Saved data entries

____

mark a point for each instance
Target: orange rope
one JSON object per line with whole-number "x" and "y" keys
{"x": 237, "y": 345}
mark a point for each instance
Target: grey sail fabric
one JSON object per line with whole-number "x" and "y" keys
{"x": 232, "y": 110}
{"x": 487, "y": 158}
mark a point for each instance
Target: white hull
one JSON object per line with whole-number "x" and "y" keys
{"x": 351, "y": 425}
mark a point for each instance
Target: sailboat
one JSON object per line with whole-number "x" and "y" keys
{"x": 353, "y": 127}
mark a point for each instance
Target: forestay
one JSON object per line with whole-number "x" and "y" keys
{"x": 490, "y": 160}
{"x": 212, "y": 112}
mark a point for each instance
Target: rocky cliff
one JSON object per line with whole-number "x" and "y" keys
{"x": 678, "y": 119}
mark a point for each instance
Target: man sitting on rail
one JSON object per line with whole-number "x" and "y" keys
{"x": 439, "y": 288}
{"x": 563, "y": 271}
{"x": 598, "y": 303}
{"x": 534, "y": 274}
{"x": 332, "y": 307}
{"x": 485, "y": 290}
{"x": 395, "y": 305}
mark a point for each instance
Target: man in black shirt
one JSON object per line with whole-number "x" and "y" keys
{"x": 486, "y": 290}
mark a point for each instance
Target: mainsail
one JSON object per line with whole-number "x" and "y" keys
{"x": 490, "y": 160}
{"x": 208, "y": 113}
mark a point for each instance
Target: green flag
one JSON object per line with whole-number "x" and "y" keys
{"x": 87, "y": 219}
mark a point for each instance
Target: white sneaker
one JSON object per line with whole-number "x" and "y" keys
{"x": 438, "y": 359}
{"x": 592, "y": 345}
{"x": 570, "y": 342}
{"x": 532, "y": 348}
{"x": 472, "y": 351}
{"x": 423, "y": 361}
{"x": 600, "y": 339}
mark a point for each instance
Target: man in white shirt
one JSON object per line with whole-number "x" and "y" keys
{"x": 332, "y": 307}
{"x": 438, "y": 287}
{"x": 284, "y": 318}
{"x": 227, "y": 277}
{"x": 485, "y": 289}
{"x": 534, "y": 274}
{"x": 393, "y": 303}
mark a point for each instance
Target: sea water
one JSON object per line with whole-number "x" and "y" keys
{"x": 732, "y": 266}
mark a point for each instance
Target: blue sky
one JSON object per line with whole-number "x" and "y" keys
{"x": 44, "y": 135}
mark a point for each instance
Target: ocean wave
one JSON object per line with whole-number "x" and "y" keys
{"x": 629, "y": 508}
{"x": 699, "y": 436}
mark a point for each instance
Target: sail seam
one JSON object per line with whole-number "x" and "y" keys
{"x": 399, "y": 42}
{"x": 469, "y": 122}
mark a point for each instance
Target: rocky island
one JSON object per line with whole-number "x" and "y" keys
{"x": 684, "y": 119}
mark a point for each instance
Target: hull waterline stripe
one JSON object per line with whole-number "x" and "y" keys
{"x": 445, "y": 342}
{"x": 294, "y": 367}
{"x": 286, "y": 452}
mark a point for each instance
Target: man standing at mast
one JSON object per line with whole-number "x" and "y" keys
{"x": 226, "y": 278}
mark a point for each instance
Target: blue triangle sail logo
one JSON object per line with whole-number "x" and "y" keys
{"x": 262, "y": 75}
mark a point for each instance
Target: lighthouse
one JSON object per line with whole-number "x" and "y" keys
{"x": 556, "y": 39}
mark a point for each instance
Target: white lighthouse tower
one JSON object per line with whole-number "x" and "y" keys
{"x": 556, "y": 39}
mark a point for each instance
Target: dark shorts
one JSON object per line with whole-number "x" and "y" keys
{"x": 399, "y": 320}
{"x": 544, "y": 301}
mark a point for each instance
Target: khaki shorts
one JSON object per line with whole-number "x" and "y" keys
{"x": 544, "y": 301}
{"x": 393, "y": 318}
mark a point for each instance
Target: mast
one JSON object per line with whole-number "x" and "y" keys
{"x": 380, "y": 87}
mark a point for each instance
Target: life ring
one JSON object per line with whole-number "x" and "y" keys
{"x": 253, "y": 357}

____

**TASK TO COMPLETE**
When you reach the line with "Target: man in white shirt" in the records above, start writing out lines exactly, and stop once the line with "Target: sea water" has been written; include nothing else.

**RESPONSE BELOW**
Target: man in white shirt
one JSON object per line with whole-number "x" and "y" keys
{"x": 332, "y": 307}
{"x": 438, "y": 287}
{"x": 284, "y": 318}
{"x": 227, "y": 277}
{"x": 485, "y": 289}
{"x": 534, "y": 274}
{"x": 393, "y": 303}
mark a point for each instance
Target: sea water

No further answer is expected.